* BEGIN Task input *
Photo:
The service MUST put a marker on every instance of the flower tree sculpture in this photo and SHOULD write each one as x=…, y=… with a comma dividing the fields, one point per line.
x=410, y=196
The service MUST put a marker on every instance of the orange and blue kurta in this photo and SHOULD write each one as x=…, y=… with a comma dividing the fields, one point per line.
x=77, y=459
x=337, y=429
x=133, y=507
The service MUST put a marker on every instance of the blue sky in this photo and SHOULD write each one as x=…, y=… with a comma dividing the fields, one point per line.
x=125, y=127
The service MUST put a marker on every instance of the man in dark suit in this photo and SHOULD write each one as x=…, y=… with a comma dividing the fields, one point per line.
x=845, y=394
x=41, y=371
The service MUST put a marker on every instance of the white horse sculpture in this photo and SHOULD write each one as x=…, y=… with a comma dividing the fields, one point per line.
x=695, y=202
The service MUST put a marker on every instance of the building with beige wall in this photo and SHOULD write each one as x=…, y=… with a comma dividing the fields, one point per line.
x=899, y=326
* END Task input *
▸ The request: Copy out every line of the records above, keeping each character unchanged.

▸ Answer for this exercise:
Photo:
The service MUST put a marker on every instance of the flower tree sculpture in this photo and SHOULD write each one as x=…, y=… with a comma dividing the fields, one point per line.
x=410, y=196
The service MUST put a marker on every instance of the orange and blue kurta in this photo and SHOULD write each one as x=…, y=… with a comma dividing the fields, one point per line.
x=77, y=459
x=337, y=429
x=133, y=507
The service MUST put a marker on every instance of the blue sky in this photo and SHOULD write each one as x=…, y=… with a comma dividing the fields, one point per line.
x=125, y=127
The service MUST put a marker on every instance of the man in dark suit in this photo and SHOULD write each one as x=…, y=… with a comma dividing the fields, one point per line.
x=845, y=394
x=41, y=371
The service MUST put a marker on every instance of the white horse sculpture in this photo and SHOULD write each one as x=…, y=… with a comma dividing the fields, one point per line.
x=695, y=202
The service MUST put a marker on every instance of the building with beige wall in this photo and SHOULD write each one as x=…, y=… with a comma dividing the fields, one point per line.
x=899, y=326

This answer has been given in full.